PASSAGE SHOWN>
A Place of Safety - Derry / New World For Old / Home Not Home

A Place of Safety - Derry / New World For Old / Home Not Home
All three volumes are available in hardcover, paperback and ebook!

Tuesday, December 16, 2025

Is this me?

I've been having severe emotional turmoil the last couple months and can't seem to get a handle on it. I know a lot has to do with the current political state of America...and some other countries...hell, the whole fucking world. Marching headlong into catastrophe.

Then there's the ongoing terrorism in Ukraine being committed by Russia. And the building climate crisis so deliberately being ignored by too many fucking idiots on the right. And new issues with Dair's Window

Even the murders of Rob and Michelle Reiner by their son factors in, because it reminds me of something similar that happened in my own family. When a cousin who was strung out killed an uncle and himself after years of going in and out of rehab.

ITEMS>
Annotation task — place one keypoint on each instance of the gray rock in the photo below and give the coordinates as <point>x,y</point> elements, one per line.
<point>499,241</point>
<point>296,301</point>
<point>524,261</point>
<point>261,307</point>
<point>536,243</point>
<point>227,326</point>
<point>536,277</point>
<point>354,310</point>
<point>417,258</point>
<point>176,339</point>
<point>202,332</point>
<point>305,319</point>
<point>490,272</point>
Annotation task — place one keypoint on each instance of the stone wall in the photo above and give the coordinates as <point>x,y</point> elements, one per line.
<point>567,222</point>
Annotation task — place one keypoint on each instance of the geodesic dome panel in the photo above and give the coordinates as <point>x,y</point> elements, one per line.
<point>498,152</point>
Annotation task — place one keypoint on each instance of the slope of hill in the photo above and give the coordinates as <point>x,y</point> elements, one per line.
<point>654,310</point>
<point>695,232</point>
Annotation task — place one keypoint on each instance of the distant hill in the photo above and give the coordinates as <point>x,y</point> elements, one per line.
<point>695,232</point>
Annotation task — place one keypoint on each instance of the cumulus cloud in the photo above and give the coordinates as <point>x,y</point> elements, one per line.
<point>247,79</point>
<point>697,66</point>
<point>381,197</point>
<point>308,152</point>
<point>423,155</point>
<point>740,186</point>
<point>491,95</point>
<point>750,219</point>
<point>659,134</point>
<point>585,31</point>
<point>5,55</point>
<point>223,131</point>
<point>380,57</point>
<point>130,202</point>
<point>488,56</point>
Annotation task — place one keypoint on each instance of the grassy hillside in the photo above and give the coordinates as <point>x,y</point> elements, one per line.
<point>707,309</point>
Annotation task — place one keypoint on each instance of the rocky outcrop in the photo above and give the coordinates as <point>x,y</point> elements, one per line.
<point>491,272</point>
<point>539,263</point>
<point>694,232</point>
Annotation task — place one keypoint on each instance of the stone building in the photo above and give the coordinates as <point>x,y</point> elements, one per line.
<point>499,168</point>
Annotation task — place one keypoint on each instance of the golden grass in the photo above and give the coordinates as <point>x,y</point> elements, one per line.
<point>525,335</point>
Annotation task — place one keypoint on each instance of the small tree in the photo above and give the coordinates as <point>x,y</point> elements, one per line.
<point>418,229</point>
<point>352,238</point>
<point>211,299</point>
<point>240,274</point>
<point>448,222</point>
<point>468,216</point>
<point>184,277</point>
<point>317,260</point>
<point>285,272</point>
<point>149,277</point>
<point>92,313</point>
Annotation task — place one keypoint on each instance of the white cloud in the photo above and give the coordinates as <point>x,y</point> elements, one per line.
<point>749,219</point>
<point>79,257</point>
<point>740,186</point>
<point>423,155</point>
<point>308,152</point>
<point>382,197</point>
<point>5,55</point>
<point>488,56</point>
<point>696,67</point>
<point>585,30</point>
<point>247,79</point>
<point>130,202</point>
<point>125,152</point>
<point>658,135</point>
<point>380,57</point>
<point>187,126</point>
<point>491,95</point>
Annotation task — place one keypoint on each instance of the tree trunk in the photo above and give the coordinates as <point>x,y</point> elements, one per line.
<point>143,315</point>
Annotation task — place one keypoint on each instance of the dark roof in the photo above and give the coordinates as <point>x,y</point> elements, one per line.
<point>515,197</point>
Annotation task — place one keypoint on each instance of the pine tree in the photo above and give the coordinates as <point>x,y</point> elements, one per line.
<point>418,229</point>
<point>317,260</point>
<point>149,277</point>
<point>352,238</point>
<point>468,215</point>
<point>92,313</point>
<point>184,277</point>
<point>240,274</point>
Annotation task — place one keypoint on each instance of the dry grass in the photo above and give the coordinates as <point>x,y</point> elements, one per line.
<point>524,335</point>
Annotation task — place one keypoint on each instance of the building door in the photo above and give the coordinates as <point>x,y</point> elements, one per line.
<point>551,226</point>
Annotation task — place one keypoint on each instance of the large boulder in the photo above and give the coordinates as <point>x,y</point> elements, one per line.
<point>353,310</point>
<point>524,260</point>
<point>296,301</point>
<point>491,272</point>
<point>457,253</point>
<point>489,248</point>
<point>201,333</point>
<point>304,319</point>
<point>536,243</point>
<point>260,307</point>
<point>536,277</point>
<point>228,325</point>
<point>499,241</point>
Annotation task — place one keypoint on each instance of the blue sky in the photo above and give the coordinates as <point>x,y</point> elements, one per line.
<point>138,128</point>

SHORT TASK> Write out the whole blog post above word for word. The entries aren't needed for what comes next.

RESULT OF THIS EXERCISE>
A Place of Safety - Derry / New World For Old / Home Not Home

A Place of Safety - Derry / New World For Old / Home Not Home
All three volumes are available in hardcover, paperback and ebook!

Tuesday, December 16, 2025

Is this me?

I've been having severe emotional turmoil the last couple months and can't seem to get a handle on it. I know a lot has to do with the current political state of America...and some other countries...hell, the whole fucking world. Marching headlong into catastrophe.

Then there's the ongoing terrorism in Ukraine being committed by Russia. And the building climate crisis so deliberately being ignored by too many fucking idiots on the right. And new issues with Dair's Window

Even the murders of Rob and Michelle Reiner by their son factors in, because it reminds me of something similar that happened in my own family. When a cousin who was strung out killed an uncle and himself after years of going in and out of rehab.